#### What is required:
Collect every line of the material below that contains the string "wooden", and copy each one in full. Case counts.

#### Record excerpts:
______

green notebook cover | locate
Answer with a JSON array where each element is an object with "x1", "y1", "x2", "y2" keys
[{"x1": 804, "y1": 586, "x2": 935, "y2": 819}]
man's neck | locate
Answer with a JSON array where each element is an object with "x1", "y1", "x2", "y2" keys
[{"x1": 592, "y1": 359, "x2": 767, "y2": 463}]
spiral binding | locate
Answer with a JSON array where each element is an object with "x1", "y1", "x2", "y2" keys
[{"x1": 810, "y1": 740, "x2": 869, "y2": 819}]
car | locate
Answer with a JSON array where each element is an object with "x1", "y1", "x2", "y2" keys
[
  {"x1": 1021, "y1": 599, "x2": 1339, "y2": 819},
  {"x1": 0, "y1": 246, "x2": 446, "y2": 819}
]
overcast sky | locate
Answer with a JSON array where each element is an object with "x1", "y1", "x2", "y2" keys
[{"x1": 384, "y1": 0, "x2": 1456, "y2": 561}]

______

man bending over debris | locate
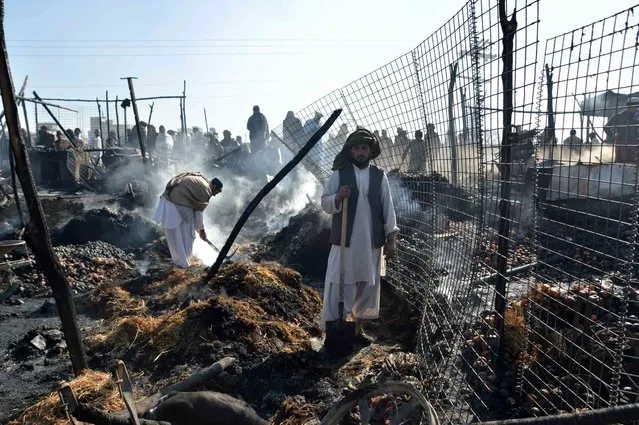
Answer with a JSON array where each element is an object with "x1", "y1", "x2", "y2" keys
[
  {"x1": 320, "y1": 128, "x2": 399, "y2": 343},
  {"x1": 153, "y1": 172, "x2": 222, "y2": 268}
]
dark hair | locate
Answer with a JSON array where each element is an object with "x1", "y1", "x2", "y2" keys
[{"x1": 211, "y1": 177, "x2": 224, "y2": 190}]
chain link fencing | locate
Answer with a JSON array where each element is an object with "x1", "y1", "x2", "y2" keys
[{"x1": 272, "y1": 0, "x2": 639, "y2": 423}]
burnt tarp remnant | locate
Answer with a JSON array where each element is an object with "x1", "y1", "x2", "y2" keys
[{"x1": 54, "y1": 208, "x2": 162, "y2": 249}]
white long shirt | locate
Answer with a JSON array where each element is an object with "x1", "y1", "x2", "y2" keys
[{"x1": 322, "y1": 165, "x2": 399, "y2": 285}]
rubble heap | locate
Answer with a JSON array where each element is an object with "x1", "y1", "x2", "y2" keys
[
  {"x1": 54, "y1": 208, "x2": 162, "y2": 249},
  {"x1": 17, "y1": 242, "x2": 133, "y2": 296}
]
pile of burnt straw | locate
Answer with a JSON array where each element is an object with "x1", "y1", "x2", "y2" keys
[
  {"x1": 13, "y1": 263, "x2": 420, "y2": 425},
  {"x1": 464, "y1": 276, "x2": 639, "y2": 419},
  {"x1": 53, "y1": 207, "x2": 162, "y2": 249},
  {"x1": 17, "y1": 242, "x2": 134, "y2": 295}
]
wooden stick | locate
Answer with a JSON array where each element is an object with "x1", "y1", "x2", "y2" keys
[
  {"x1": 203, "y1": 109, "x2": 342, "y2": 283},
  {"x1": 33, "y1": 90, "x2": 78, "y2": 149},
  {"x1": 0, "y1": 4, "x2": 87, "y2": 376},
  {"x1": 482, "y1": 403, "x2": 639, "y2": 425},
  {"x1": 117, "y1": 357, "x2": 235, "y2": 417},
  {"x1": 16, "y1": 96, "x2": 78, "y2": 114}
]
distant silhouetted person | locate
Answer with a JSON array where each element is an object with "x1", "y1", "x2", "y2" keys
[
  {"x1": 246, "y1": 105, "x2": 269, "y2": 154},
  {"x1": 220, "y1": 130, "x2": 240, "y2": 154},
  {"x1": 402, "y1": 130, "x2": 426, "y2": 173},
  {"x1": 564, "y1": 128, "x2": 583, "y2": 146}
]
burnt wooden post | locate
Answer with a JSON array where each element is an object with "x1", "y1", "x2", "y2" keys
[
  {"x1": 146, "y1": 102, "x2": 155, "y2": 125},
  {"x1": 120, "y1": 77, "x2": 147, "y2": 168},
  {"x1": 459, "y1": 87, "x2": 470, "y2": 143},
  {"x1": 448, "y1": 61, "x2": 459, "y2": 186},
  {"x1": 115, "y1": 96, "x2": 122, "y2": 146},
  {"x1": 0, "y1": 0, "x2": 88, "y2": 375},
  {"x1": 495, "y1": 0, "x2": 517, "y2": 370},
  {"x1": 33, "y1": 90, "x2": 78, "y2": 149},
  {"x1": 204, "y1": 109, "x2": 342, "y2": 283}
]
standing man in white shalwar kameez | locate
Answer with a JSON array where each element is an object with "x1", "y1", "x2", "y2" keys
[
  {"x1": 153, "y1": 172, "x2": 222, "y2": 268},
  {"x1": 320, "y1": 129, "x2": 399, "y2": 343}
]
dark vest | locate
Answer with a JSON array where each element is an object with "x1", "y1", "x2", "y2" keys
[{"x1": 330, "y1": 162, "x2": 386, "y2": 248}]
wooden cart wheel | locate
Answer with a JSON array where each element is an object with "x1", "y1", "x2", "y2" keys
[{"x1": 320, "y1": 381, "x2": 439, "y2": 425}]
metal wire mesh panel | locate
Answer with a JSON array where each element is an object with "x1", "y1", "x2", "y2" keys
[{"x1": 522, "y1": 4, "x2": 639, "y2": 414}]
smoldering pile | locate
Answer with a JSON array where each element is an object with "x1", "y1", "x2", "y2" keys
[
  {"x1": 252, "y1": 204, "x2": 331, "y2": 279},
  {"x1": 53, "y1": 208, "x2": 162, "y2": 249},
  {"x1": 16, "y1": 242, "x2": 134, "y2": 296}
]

______

#### Expected output:
wooden stick | locate
burnt wooden post | locate
wooden cart wheel | locate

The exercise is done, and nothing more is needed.